### ROWS
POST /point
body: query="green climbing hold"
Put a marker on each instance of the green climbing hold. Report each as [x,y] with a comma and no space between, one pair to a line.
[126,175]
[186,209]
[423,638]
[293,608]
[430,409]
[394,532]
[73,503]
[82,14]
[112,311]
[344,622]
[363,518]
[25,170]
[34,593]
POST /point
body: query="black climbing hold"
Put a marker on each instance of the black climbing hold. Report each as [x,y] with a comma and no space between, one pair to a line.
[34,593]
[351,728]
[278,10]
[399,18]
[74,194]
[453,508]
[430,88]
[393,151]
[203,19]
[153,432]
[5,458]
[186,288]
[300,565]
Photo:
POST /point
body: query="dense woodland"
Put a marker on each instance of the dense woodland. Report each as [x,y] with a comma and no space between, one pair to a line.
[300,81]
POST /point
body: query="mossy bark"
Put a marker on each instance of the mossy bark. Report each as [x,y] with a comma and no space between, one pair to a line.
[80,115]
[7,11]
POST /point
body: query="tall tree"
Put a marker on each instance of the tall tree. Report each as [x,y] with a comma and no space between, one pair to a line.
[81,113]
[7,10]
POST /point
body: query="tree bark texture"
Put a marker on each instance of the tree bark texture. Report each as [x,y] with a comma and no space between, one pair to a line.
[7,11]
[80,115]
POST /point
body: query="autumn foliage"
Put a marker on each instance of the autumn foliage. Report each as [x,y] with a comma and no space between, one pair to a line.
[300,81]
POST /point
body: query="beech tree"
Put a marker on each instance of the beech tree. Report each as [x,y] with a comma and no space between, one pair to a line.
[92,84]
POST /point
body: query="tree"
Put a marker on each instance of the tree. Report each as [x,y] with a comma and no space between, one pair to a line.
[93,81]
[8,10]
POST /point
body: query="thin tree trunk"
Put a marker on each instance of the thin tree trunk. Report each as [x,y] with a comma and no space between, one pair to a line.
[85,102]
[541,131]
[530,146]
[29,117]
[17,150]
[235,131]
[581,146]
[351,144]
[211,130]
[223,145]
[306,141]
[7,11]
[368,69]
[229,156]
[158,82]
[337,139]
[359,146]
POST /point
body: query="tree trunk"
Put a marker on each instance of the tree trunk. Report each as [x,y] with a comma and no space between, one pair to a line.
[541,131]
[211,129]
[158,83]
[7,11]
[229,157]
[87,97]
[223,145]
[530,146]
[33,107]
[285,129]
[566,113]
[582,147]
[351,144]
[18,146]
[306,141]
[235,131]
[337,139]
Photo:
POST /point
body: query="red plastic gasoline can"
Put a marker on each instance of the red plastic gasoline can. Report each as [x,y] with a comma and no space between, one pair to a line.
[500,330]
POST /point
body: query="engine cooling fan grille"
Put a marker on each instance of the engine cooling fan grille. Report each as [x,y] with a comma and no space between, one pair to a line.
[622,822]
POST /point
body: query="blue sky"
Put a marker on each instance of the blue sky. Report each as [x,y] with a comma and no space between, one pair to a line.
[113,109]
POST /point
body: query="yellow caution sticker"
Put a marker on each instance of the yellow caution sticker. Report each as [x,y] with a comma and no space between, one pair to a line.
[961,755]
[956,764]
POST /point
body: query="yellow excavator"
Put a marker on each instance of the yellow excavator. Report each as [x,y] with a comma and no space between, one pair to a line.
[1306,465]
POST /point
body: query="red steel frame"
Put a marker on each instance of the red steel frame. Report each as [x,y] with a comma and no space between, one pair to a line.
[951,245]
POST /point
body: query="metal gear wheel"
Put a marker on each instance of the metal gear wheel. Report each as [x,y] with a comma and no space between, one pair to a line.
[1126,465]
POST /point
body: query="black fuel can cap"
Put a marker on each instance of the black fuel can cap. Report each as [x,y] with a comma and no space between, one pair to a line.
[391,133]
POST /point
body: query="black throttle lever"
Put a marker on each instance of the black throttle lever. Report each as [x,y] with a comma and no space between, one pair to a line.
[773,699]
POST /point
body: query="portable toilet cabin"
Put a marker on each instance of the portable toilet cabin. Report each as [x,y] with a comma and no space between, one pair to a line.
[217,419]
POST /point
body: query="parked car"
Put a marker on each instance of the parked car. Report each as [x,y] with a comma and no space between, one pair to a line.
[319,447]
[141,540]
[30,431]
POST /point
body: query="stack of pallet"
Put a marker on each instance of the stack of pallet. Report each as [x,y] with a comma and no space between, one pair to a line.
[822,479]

### TASK DESCRIPTION
Every record above needs to be repeated word for word.

### EXERCISE RESULT
POST /point
body: query="green climbing hold"
Put a marker on each instance of the green climbing hold. Report each as [x,y] with a comma and no space between, one pair to a line.
[126,175]
[186,209]
[423,638]
[293,608]
[430,409]
[394,532]
[73,503]
[82,14]
[112,311]
[344,622]
[363,518]
[25,170]
[34,593]
POST /point
body: query="black climbing hold"
Put a marker on each instance of the black climbing hold. Report each as [x,y] with a comma and no space between, one pair to a line.
[34,593]
[351,728]
[278,10]
[399,18]
[74,194]
[453,508]
[430,88]
[393,151]
[203,19]
[153,432]
[5,458]
[186,288]
[300,565]
Photo:
POST /point
body: query="dense woodland"
Put a marker on each instance of the dense woodland. Report each as [x,y] with a comma and no space between, one pair to a line.
[300,81]
POST /point
body: query="mossy bark"
Put a marker on each instance of the mossy bark. Report each as [x,y] with a comma and no space between, one pair to a line.
[80,115]
[7,11]
POST /point
body: query="tall tree"
Put a marker on each instance of the tall tree. Report each as [x,y] with a comma and no space between, one pair to a line.
[81,113]
[7,10]
POST /point
body: query="tree bark texture"
Put a marker on each instance of the tree bark texture. Report each as [x,y] with a comma and no space between, one pair to a line.
[7,11]
[80,115]
POST /point
body: query="autumn foliage"
Put a marker on each instance of the autumn foliage. Report each as [x,y] with a comma and no space between, one pair to a line.
[300,81]
POST /point
body: query="beech tree"
Put a marker on each instance of the beech tree. Report each as [x,y] with a comma and no space between, one pair to a line.
[92,84]
POST /point
body: query="tree"
Put a marker on each instance of the tree. Report each as [x,y] with a comma and no space between, one pair to a line.
[93,81]
[8,10]
POST /point
body: query="thin tree trunk"
Put a marker on each instance of the thin tree trunk. Report each as [x,y] with a comma and no space between, one pair to a line.
[85,102]
[541,131]
[530,146]
[29,117]
[17,150]
[235,131]
[581,146]
[351,144]
[211,130]
[223,145]
[306,141]
[7,11]
[368,69]
[229,156]
[158,82]
[337,139]
[359,146]
POST /point
body: query="tree trunk"
Put a marker on each instance of the tree trunk. Report each as [x,y] with a comma and no space between, one pair to a line.
[541,131]
[211,129]
[158,83]
[7,11]
[229,157]
[87,97]
[223,145]
[530,146]
[33,107]
[285,129]
[566,113]
[582,147]
[351,144]
[18,146]
[306,141]
[235,131]
[337,139]
Photo:
POST /point
body: query="red plastic gasoline can"
Put a marker on each instance of the red plastic gasoline can. Report each as [x,y] with a comma and no space between, one pair to a line.
[500,330]
POST /point
body: query="engine cooling fan grille"
Put a marker on each instance of the engine cooling fan grille. Report each as [x,y] with a comma and no space between, one pair to a line.
[622,822]
POST /point
body: query="blue sky"
Put a marker on each instance of the blue sky. Report each as [x,y] with a comma and no space between, one pair to a line.
[113,109]
POST /point
body: query="yellow caution sticker"
Put a marker on each instance of the yellow caution sticker. Report each as [x,y] with a comma and no space between, one pair to a line.
[961,755]
[956,764]
POST /point
body: query="yellow excavator"
Put a marker on each instance of the yellow excavator. Report each as [x,y] with a comma and no space between, one pair to a line.
[1306,465]
POST /point
body: query="red steel frame"
Put a marker on each instance of the red steel frame. Report each as [x,y] with a comma and no space between, one pair to a line.
[951,245]
POST /point
body: query="metal gear wheel"
Put a marker on each instance of the metal gear wheel. Report each as [x,y] with a comma and no space between, one pair to a line.
[1126,465]
POST /point
body: query="black fuel can cap"
Put a marker on each instance of the black fuel can cap. Report each as [x,y] with a comma and no space between, one pair to a line.
[391,133]
POST /point
body: query="black throttle lever"
Put a marker on each instance of the black throttle lever. Report each as [x,y] with a comma and no space between, one pair to a line.
[773,699]
POST /point
body: query="portable toilet cabin"
Put a marker on each instance of the portable toilet cabin. Report each as [x,y] with a comma and no space between, one pair to a line.
[217,419]
POST /point
body: query="parked car"
Put a marker on each instance of the parked car. Report each as [x,y] with a comma and no space between, one pair to a line.
[319,447]
[141,540]
[30,431]
POST /point
body: query="stack of pallet"
Put a marker on each instance of the stack of pallet. Report each as [x,y] with a comma and no space between, one pair to a line.
[822,479]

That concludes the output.